THE REQUEST: Starting at the line that contains "Annotate the steep" and ending at the last line below, inclusive, output the lines as a Markdown table with the columns Number and Text. Give each line its own row with its row number, and leave out blank lines.

EXCERPTED RECORDS:
- - - - - - -

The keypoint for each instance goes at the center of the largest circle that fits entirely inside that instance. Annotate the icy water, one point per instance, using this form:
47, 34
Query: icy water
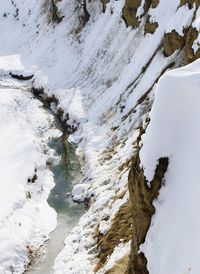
66, 172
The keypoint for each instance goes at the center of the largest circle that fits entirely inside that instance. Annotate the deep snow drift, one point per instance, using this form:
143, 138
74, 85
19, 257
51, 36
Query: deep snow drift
174, 132
25, 217
104, 75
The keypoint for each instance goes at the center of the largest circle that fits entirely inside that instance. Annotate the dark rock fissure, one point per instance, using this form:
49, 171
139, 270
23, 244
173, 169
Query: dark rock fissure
142, 197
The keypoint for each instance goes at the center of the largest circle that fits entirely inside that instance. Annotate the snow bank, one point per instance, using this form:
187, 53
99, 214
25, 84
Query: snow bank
104, 76
25, 217
172, 241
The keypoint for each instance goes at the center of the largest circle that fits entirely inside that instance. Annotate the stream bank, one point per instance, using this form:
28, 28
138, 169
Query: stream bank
66, 172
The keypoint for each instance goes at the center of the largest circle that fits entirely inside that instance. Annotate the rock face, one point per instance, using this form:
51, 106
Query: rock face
142, 197
172, 42
150, 27
129, 13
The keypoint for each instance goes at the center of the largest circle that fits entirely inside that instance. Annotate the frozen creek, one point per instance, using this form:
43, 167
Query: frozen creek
35, 133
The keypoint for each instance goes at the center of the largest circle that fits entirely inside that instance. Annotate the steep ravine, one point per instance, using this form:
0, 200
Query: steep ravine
66, 171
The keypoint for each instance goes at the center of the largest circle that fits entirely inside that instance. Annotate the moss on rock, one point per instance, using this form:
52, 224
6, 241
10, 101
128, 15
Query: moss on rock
172, 42
129, 13
104, 2
120, 231
142, 209
150, 27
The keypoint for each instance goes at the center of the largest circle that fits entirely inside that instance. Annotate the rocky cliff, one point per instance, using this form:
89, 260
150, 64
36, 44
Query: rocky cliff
104, 73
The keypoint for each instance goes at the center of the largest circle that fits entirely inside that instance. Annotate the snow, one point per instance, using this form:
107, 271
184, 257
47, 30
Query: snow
196, 25
88, 69
119, 252
183, 15
174, 233
25, 217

- - - - - - -

WRITTEN SOLUTION:
| Number | Text |
|---|---|
| 1 | The keypoint for each instance goes at the center of the largest circle that fits entirely inside that instance. Annotate the steep ravine, one point per instance, using this form: |
| 2 | 0, 200 |
| 3 | Query: steep ravine |
| 4 | 66, 171 |
| 5 | The keypoint for each instance goes at the center of the largest circle that fits entirely inside that instance. Annotate the moss on rock, one point per instance, using this form: |
| 6 | 52, 224 |
| 7 | 6, 241 |
| 8 | 10, 101 |
| 9 | 128, 15 |
| 10 | Query: moss on rock |
| 11 | 172, 42 |
| 12 | 129, 13 |
| 13 | 104, 2 |
| 14 | 120, 231 |
| 15 | 142, 209 |
| 16 | 150, 27 |
| 17 | The keypoint for each instance goes at the center of the largest circle that fits entirely inside that instance. Annotate the rocky cliff, one point per instance, using this form: |
| 18 | 89, 260 |
| 19 | 150, 64 |
| 20 | 36, 44 |
| 21 | Query: rocky cliff |
| 22 | 104, 73 |
| 23 | The keypoint for each instance goes at the center of the largest circle that fits entirely inside that instance. Annotate the snow, one point per instance, using this form: |
| 24 | 107, 271 |
| 25 | 184, 257 |
| 26 | 47, 30 |
| 27 | Query: snow |
| 28 | 196, 25 |
| 29 | 88, 69 |
| 30 | 119, 252 |
| 31 | 183, 15 |
| 32 | 174, 233 |
| 33 | 25, 217 |